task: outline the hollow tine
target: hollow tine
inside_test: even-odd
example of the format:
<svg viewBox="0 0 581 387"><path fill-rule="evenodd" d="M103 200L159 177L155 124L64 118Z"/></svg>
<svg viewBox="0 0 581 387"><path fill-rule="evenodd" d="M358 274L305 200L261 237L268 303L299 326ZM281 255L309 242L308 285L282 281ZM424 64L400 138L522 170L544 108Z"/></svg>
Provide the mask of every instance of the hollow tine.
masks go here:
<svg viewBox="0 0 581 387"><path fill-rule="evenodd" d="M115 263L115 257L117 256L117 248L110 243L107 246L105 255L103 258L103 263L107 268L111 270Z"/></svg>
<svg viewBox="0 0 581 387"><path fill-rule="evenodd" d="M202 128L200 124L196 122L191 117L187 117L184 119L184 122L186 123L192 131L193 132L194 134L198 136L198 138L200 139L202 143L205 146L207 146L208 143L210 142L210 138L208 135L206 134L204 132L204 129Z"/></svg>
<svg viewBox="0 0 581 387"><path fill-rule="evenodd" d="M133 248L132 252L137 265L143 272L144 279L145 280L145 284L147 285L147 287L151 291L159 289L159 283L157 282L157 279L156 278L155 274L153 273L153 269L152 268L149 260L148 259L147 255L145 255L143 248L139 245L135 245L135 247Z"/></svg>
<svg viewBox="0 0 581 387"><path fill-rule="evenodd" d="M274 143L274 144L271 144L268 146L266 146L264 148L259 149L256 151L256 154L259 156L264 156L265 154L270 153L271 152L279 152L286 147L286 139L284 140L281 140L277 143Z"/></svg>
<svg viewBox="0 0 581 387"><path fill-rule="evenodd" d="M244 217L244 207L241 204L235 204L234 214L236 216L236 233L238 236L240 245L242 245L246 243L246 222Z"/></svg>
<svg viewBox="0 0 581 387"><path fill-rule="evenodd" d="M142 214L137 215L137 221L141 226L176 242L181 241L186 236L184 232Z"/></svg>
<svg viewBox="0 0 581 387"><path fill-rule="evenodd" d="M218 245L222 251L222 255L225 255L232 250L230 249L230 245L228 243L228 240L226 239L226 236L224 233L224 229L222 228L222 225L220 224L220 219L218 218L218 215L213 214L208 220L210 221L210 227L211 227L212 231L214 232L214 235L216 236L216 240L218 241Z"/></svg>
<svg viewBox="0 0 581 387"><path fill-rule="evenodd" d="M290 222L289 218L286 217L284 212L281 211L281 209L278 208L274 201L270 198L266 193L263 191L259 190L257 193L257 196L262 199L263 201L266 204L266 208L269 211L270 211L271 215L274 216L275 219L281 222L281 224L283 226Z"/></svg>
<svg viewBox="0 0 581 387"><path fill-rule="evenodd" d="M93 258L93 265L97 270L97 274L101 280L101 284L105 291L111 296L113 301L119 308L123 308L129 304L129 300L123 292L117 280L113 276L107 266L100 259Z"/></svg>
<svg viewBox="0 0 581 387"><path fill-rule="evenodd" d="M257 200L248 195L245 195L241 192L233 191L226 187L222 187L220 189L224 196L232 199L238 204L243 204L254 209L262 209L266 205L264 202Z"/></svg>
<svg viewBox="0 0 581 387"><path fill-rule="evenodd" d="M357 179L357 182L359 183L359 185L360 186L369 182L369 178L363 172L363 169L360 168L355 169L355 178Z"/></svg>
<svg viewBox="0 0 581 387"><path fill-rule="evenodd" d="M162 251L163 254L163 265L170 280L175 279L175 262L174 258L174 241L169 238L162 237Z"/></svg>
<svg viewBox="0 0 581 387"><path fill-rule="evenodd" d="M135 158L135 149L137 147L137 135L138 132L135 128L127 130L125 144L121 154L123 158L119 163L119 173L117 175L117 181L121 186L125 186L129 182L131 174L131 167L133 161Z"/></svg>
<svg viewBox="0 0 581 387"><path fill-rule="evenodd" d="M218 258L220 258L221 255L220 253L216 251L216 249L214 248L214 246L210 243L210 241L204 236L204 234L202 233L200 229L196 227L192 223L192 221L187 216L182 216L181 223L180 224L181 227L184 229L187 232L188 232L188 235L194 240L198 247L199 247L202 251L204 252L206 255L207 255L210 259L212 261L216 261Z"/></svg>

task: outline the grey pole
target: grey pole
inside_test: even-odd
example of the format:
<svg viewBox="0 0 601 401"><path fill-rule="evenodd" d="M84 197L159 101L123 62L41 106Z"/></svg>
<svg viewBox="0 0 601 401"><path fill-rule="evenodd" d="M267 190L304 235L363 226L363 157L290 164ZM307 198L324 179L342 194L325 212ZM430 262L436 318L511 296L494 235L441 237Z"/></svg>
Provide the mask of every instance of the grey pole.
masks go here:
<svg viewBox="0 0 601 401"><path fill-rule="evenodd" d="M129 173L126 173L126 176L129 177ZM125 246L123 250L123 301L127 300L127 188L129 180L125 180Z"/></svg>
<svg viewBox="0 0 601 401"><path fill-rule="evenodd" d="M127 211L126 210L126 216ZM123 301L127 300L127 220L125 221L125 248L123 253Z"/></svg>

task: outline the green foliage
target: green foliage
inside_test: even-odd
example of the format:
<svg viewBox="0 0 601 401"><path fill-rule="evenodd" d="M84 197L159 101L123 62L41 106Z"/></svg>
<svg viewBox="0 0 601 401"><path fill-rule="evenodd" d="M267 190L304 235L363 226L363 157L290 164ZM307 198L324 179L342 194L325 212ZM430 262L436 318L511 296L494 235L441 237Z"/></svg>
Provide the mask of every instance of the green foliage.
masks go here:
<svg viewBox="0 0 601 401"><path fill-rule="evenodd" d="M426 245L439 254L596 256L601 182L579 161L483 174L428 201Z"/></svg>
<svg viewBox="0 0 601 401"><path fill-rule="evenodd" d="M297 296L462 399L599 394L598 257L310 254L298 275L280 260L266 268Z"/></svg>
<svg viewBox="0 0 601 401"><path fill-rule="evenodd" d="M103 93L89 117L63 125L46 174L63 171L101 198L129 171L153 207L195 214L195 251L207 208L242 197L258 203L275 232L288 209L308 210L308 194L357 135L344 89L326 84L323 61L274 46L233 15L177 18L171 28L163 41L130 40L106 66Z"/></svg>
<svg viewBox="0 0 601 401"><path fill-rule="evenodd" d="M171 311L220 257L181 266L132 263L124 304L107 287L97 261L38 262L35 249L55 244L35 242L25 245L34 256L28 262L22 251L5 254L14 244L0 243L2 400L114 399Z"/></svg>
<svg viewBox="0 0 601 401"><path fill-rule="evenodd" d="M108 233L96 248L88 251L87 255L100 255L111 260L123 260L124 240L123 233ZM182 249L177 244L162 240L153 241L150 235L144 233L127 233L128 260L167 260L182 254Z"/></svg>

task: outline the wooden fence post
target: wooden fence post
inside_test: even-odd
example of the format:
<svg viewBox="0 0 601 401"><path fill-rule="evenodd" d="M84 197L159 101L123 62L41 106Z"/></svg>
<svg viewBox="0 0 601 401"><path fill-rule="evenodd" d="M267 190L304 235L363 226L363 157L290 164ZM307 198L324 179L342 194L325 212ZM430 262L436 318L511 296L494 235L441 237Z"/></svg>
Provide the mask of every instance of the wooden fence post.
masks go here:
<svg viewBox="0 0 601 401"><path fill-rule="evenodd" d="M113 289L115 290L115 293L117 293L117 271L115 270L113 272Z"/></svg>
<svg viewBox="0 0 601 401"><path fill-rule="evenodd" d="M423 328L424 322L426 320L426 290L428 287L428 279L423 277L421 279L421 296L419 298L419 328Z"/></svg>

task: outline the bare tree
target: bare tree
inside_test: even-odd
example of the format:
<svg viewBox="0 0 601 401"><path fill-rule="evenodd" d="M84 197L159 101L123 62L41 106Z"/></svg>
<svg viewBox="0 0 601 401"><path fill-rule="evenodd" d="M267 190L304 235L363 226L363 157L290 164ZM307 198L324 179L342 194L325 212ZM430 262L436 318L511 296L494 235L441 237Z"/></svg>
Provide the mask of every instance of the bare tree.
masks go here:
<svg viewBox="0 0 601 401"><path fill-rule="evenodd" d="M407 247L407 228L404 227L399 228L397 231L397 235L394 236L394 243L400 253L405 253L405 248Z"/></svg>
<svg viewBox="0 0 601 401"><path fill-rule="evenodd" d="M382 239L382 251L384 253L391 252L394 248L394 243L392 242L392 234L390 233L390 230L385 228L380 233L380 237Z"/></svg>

= = =

PROBLEM REQUIREMENTS = Could you write out everything from the line containing "task: outline the green foliage" down to the line containing "296L462 399L599 394L598", switching "green foliage" to "vegetation" and leaving every other character as it is?

FINAL RESULT =
task: outline the vegetation
target: vegetation
inside_test: even-odd
example of the format:
<svg viewBox="0 0 601 401"><path fill-rule="evenodd" d="M84 197L159 101L123 62L41 106Z"/></svg>
<svg viewBox="0 0 601 401"><path fill-rule="evenodd" d="M267 190L304 235L363 226L363 157L290 164ZM307 198L324 179L342 194L325 212ZM430 262L436 318L511 296L494 235L441 237Z"/></svg>
Provide the mask of every instance of the vegetation.
masks go here:
<svg viewBox="0 0 601 401"><path fill-rule="evenodd" d="M426 245L439 254L596 256L601 182L579 161L483 174L428 201Z"/></svg>
<svg viewBox="0 0 601 401"><path fill-rule="evenodd" d="M297 296L462 399L599 394L598 257L310 254L298 275L280 260L266 268Z"/></svg>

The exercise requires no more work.